§ Records of labeled points:
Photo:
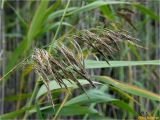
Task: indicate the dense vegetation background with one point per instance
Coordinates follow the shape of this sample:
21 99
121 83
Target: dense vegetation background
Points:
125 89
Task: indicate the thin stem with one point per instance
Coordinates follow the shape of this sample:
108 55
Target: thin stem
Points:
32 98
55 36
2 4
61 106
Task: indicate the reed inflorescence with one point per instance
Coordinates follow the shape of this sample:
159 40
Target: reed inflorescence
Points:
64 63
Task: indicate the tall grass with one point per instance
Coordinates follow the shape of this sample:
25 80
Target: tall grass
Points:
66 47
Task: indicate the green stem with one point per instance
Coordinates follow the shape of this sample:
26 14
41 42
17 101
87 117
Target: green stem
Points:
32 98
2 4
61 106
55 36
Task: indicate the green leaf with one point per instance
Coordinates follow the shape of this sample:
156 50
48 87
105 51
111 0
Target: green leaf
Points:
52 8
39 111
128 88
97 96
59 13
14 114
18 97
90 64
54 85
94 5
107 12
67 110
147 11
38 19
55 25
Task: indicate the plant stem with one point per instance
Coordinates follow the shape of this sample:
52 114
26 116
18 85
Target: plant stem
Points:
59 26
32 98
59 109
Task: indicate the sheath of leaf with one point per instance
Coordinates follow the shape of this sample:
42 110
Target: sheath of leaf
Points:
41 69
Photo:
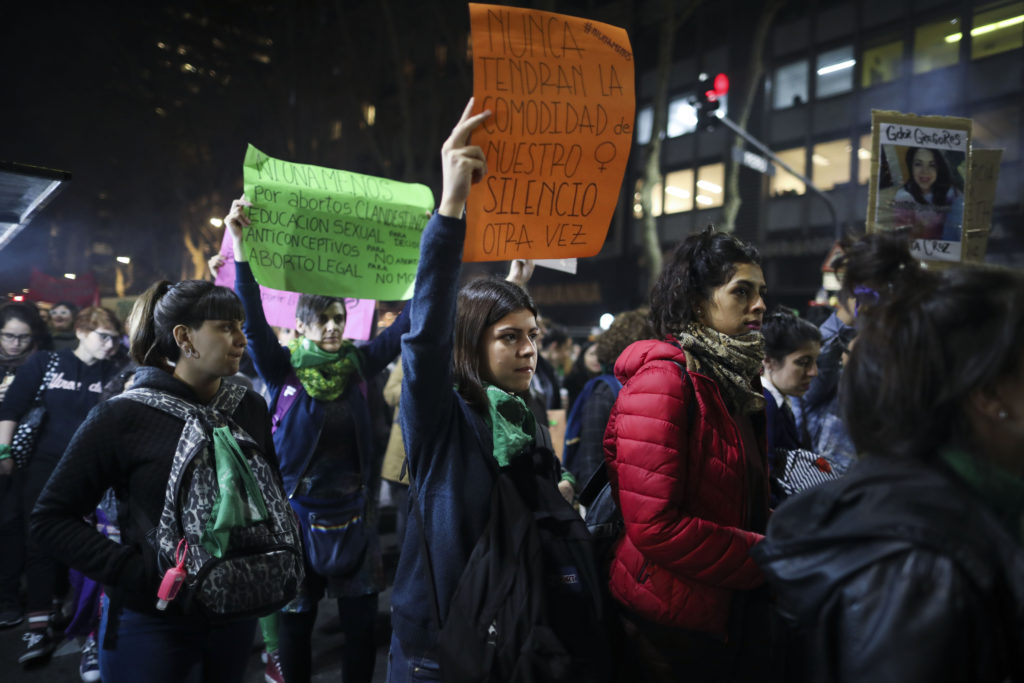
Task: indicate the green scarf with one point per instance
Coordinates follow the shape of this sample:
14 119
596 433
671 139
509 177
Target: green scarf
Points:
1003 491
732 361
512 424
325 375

...

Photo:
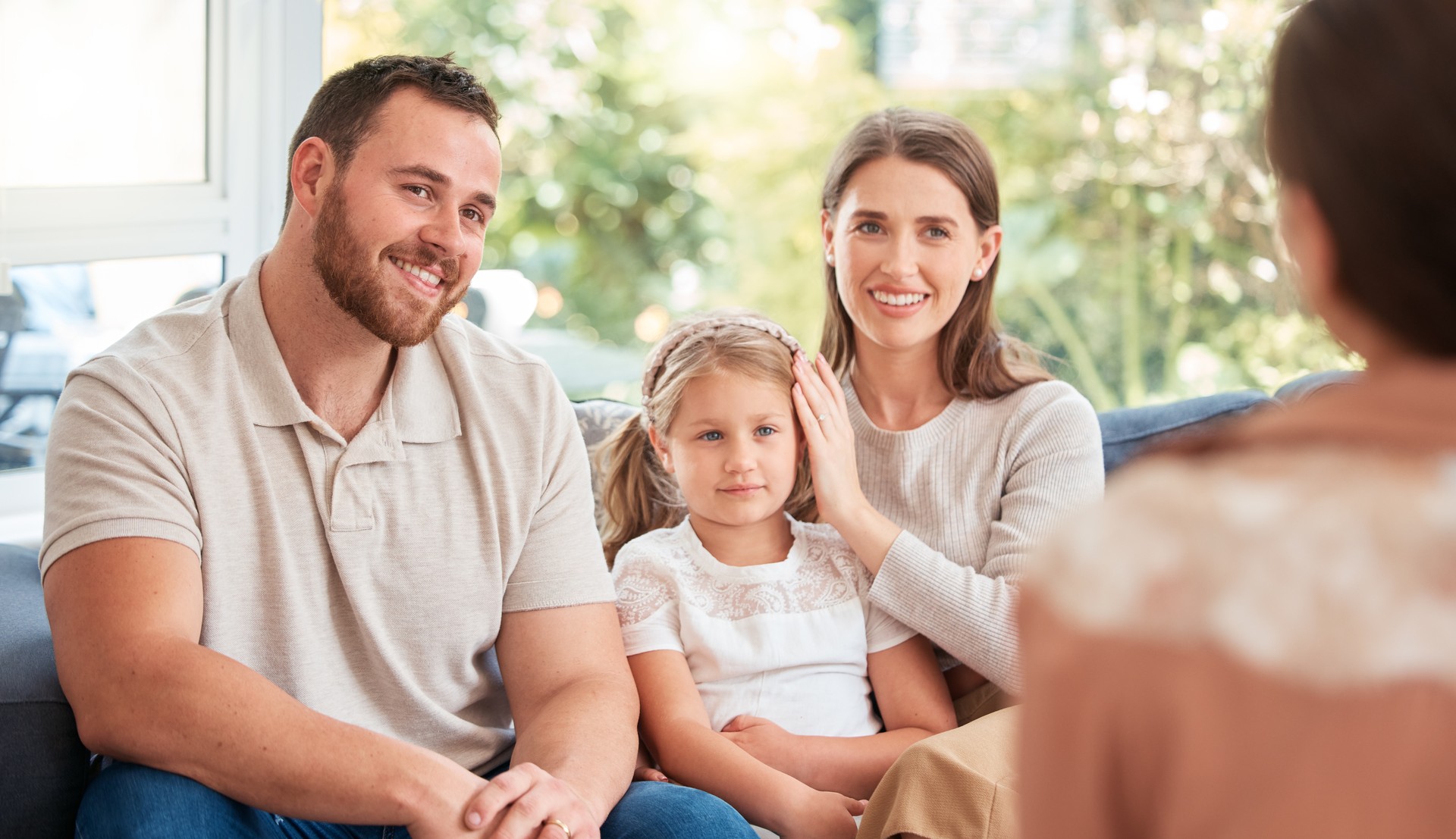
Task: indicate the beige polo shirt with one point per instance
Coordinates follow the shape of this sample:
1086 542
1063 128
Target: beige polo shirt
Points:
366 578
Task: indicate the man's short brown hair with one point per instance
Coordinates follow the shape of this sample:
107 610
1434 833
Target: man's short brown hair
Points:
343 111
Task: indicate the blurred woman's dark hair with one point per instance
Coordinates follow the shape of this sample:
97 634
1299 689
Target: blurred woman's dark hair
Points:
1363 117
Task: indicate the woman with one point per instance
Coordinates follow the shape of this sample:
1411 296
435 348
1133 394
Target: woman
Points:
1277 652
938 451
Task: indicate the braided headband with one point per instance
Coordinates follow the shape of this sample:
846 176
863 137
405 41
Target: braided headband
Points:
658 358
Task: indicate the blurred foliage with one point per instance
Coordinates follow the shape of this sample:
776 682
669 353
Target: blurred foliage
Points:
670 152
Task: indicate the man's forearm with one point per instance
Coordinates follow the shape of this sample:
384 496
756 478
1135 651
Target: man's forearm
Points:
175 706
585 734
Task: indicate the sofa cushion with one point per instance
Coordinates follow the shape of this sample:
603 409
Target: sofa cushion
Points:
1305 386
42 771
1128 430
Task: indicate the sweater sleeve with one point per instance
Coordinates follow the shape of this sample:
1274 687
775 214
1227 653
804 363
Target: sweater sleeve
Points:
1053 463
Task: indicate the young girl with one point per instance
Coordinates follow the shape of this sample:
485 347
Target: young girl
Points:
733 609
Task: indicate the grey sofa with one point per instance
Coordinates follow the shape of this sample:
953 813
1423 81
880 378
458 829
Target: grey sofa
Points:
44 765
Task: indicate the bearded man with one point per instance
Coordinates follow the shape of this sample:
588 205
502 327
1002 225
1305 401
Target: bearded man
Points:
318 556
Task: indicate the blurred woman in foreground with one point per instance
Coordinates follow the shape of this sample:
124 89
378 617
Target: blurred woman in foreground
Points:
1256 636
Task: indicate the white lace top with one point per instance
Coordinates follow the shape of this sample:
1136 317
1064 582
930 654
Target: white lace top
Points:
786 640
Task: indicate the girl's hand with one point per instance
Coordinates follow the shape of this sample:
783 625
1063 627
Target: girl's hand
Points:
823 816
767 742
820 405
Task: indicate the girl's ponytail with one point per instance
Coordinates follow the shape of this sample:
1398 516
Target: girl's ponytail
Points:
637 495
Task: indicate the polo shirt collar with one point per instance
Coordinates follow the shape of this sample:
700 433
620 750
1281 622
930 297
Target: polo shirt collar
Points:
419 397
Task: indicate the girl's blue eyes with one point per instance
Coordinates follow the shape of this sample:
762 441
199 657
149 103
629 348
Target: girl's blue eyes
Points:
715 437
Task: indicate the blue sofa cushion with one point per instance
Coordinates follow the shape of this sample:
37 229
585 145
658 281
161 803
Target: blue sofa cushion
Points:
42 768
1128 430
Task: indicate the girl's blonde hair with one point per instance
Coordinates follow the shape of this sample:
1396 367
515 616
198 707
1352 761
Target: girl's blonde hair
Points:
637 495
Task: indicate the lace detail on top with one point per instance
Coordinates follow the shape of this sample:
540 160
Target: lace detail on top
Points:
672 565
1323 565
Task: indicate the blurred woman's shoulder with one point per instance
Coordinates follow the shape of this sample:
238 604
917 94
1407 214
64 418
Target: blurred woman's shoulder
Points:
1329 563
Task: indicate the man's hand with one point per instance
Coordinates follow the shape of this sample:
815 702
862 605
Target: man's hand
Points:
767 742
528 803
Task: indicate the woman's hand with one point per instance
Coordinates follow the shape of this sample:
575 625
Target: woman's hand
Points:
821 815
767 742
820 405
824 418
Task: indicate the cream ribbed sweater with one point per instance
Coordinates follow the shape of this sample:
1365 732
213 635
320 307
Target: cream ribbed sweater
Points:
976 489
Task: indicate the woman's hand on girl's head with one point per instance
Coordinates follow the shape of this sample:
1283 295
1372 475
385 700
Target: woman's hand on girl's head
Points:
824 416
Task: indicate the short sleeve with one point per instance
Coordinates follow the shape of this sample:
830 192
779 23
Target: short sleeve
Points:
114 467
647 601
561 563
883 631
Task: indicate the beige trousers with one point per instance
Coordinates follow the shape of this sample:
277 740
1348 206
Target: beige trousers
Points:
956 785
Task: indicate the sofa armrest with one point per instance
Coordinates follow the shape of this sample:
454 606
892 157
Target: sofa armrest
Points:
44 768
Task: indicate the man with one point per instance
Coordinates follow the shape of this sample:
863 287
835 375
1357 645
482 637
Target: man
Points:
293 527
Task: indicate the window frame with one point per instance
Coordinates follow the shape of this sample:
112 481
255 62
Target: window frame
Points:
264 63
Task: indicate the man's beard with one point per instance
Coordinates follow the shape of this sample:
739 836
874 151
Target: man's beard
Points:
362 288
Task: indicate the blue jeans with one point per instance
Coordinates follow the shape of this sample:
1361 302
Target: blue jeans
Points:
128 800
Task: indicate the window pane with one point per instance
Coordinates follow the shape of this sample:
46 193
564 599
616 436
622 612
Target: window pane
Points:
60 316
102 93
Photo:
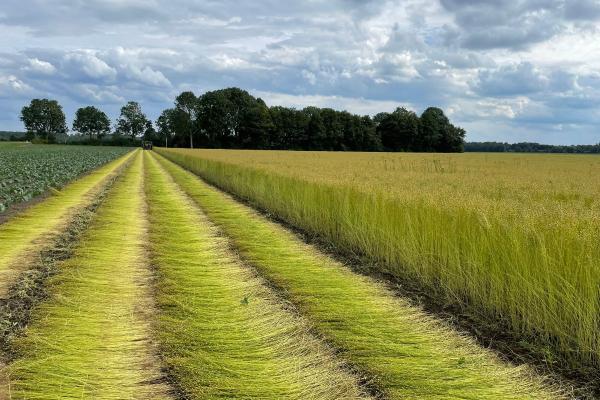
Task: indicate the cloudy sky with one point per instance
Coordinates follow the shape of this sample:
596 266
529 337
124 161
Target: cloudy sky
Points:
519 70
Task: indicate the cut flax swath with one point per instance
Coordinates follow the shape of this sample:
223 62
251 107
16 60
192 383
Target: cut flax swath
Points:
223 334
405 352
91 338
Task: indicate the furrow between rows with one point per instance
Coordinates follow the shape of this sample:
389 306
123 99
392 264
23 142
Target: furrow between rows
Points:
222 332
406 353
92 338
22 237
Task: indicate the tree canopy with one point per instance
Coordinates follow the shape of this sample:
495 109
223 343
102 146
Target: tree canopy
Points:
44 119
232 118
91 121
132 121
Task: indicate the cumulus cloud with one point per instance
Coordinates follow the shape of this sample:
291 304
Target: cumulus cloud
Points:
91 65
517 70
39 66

* * *

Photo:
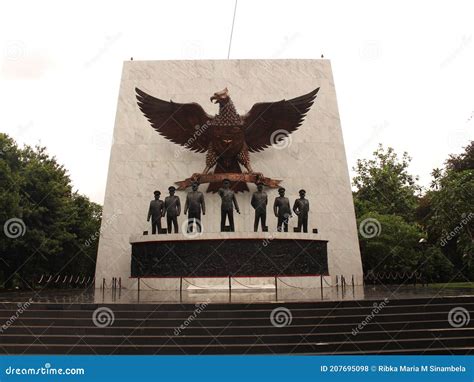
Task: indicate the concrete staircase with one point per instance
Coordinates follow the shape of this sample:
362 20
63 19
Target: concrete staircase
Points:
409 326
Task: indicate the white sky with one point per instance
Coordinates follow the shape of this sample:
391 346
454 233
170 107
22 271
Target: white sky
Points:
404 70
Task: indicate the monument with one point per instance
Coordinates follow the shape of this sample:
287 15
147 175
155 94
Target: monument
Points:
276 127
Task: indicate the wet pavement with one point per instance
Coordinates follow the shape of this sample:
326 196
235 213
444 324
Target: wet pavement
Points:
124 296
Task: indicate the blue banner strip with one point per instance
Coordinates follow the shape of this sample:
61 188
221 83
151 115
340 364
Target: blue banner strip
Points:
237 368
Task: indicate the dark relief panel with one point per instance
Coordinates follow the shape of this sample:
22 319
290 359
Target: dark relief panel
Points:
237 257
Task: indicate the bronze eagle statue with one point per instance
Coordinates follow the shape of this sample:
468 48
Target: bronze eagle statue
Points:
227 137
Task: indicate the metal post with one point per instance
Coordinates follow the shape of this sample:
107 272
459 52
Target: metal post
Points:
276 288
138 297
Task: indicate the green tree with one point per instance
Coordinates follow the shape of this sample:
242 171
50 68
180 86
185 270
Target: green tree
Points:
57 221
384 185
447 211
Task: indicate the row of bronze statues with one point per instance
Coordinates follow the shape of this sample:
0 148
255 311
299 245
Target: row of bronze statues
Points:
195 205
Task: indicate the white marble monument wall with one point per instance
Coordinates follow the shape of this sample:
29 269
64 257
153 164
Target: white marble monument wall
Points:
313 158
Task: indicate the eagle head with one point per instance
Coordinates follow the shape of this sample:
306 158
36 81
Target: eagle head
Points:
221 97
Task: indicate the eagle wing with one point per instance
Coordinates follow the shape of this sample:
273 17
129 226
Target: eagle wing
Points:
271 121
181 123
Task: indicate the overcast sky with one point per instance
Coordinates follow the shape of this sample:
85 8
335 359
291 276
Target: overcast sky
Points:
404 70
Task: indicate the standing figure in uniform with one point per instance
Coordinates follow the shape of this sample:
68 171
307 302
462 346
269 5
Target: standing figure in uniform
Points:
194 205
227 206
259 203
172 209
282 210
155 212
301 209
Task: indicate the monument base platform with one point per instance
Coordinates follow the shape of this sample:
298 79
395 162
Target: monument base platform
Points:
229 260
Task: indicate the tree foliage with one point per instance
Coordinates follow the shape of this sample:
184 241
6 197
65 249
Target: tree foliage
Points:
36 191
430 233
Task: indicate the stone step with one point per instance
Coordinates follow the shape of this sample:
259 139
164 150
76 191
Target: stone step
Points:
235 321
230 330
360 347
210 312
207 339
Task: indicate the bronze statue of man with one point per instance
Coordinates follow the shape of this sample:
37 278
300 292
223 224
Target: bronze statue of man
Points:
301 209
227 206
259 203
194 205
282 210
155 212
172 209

§ THE TASK: Collect every line of the items that contains the string "lace", and note that case counts.

§ RESPONSE TO THE TASK:
Task: indicate the white lace top with one point per instance
Target: white lace top
Task: indicate the lace detail on top with one point per instance
Target: lace detail on top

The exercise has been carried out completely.